Un piacevole articolo di M. Veneziani su un evento di cinquant’anni fa…

 Le cozze, il vibrione e Baudelarie

 

Quando i pride erano dedicati ai santi .

Una volta gli italiani si vestivano a festa, scendevano in piazza, andavano in corteo, chiamato processione, o festeggiavano in casa il Dei Pride. Letteralmente vuol dire Orgoglio di Dio, in anglo-latino, ed è il nome consono al tempo nostro per indicare la festa del santo, fiero e devoto servo del Signore, e all’orgoglio del campanile. Sant’Antonio il 13 giugno, San Giovanni il 24 giugno, Santa Maria in più date; e tanti santi patroni, alcuni famosi, altri solo locali, taluni perfino rurali o marinari. Tutti miracolosi. La Regina di quella feste, oggi diremmo la Star, non era una Queer ma la Madonna, nelle sue svariate vesti e versioni. Solo a Napoli se ne contavano 250.
Ma il Dei pride non era solo una mobilitazione popolare di piazza né si celebrava solo nella Casa del santo, la chiesa a lui dedicata o dove c’era una sua statua, una sua reliquia, una tela o una pala d’altare a lui/lei dedicata. C’era il pellegrinaggio nelle case degli Antonio, Giovanni, Peppino, Maria per il loro onomastico, che valeva più del compleanno; un via vai di amici e parenti, visite e garzoni, cremolate e spumoni, per non dire di altri dolciumi che da noi si chiamavano “complimenti”.

____________________

## LAVORO RICHIESTO
Prosegui il brano sulle feste dei santi dopo l'ultima frase riportata.

## DATI FORNITI

____________________

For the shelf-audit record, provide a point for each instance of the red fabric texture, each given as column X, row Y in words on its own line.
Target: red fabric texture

____________________

## SVOLGIMENTO
Come avrete capito, vi sto parlando in particolare del sud, che esibiva più vistosamente quel che in tutta la cristianità cattolica era d’uso. Era la linea di distinzione tra il nord protestante e il sud cattolico; tra l’austero, lugubre e solitario luteranesimo e il chiassoso, corale paganesimo in chiave cattolica. Variopinto e festoso, anch’esso, ma senza essere circense o carnevalesco.
Perché vi parlo dei santi all’indomani del solito gay pride? Non solo per paragonare due mondi paralleli e opposti, tra sorprendenti analogie e radicali capovolgimenti. Ma per ricordarvi il ruolo dei santi da noi, l’importanza dei nomi ereditati, spesso dedicati a quei santi, e ripensare la religiosità nel tempo della sua scomparsa o meglio della sua sostituzione con i gay pride e affini.
Per farlo, non cito le innumerevoli fonti sulle vite dei santi, i loro culti e le loro feste “a divozione”. Ma il libretto simpatico, intitolato L’altra scommessa (Marsilio) di un autore televisivo e divulgatore scientifico, Antonio Pascale, che si definisce “ateo ma meridionale”. In che senso? Un po’ come l’ateo devoto, ma con un sapore etnico tutto particolare. A sud, anche gli atei non possono fare a meno di essere devoti ai santi, o perlomeno di rispettarli. Pascale venera in particolare i due Sant’Antonio, abate, “chillo cu puorc” e il santo portoghese da Padova. In loro anche chi è ateo può rispettare un modo di vivere, un sentire comunitario, una tradizione di popolo, il ricordo delle loro madri, del passato e dell’infanzia, il bisogno di sacro, di simboli e riti, l’affabilità domestica del divino, altrimenti troppo lontano, irraggiungibile.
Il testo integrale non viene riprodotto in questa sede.